> _Text shown_:

------------------------------------------------------------------------

The Monster Squad


Originally published at Forces of Geek

The featherweight plot of 1987’s The Monster Squad involves a gaggle of suburban kids who fend off an invasion from Dracula and his coterie of creature-feature staples. Frankenstein’s monster, the Wolfman, the Mummy… even the Creature from the Black Lagoon puts in an appearance. Hey, why not? It’s that kind of film. It’s also a rip-roaring good time.

The titular squad is headed up by Sean (Andre Gower), an imaginative and personable kid who broadcasts his extracurricular interests with his “STEPHEN KING RULES” T-shirt and holds monster-centric club meetings in his tree house. Notable among Sean’s acolytes are his toddler sister Phoebe (adorable Ashley Bank) and local bad-boy Rudy (Ryan Lambert), who chain-smokes and dresses like he’s auditioning to play Danny Zuko in a local production of Grease; naturally, the other kids regard him with a mixture of fear and awe (Phoebe: “I heard he killed his dad!”).


From his first appearance, in which he vanquishes wannabe bully Jason Hervey with little more than a well-timed arched brow, Rudy pretty much owns the film. If The Monster Squad can be boiled down to a single iconic moment, it’d have to be Rudy, armed with a bow and arrow, cigarette dangling from his lips, striding forward to deal with the latest supernatural menace while snarling, “I’m in the goddamn club, aren’t I?” Rudy, my friend, you are the goddamn club.

Comparisons to The Goonies, the decade’s other enduring action-adventure film geared toward the preteen set, are tough to avoid. If we’re choosing sides—though I see no reason why we should—I’d have to align myself with Team Goonies, just due to its broader scope and shameless sentimentality (Mikey’s “This is our time!” speech was the most soaring rallying cry for young filmgoers since The Outsiders proclaimed, “Let’s do it for Johnny!”). The Goonies’ bucolic coastal Oregon setting also trumps the generic suburban Everytown of The Monster Squad, which never quite shrugs off the nondescript trappings of the Culver Studios backlot. Still, The Monster Squad possesses a charm of its own.

A hundred years ago in Transylvania, vampire hunter Abraham Van Helsing botches an ancient ritual that would rid the world of evil. In the present, after Sean ends up in possession of Van Helsing’s diary (his mom picked it up at a local yard sale), Dracula and his accomplices come after him to prevent him from completing the ritual. Sean and his friends team up with an elderly German neighbor (Leonardo Cimono) to stop the monsters and vanquish evil. Sparkly mystical amulets, virgins, and swirling portals to limbo are all somehow involved.

(At one point, the German neighbor remarks that he knows a thing or two about monsters, and the camera catches a fleeting glimpse of numbers tattooed on his arm. Placing a concentration camp survivor in an irreverent kiddie flick about monsters could be the height of offensiveness, but the moment is handled with enough subtlety to pull it off.)

For what it sets out to accomplish, The Monster Squad succeeds on almost all fronts. There’s not much to gripe about the nifty creature effects, which were provided by legendary visual effects whiz Stan Winston. Duncan Regehr makes an appropriately sinister Dracula, while Tom Noonan does his best to give Frankenstein’s monster a soul.

------------------------------------------------------------------------

> _Stated exercise 1_: List every classic monster named in the first paragraph of the review of The Monster Squad.
> _Stated exercise 2_: Reproduce the passage of the review of The Monster Squad from "For what it" up to and including "monster a soul.".
> _Stated exercise 3_: According to the review of The Monster Squad, how did Sean's mother obtain Van Helsing's diary?

------------------------------------------------------------------------

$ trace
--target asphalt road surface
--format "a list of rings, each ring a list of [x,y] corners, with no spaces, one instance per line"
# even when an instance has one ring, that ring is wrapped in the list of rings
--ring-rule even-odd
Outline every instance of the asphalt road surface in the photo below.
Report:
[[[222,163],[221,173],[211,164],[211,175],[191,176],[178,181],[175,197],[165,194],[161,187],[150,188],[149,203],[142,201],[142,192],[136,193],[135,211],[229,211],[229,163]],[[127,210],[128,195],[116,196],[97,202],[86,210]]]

------------------------------------------------------------------------

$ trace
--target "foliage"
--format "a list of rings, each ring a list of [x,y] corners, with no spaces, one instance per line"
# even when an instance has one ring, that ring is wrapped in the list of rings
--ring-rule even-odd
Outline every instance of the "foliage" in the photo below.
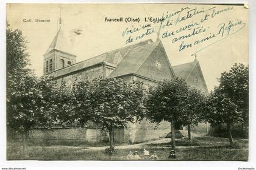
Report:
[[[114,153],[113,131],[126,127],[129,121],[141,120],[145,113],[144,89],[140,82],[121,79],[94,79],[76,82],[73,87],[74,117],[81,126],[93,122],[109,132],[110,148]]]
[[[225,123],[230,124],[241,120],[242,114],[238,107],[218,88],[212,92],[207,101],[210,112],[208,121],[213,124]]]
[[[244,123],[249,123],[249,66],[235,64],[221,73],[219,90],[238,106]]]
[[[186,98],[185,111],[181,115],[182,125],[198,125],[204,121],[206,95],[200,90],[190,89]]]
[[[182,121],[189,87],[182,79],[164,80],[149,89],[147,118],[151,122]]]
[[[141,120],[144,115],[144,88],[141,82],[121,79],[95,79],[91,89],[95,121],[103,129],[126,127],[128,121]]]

------------------------------------------------------------------------

> _Full response 1_:
Dracula
Frankenstein's monster
the Wolfman
the Mummy
the Creature from the Black Lagoon

> _Full response 2_:
For what it sets out to accomplish, The Monster Squad succeeds on almost all fronts. There’s not much to gripe about the nifty creature effects, which were provided by legendary visual effects whiz Stan Winston. Duncan Regehr makes an appropriately sinister Dracula, while Tom Noonan does his best to give Frankenstein’s monster a soul.

> _Full response 3_: She picked it up at a local yard sale.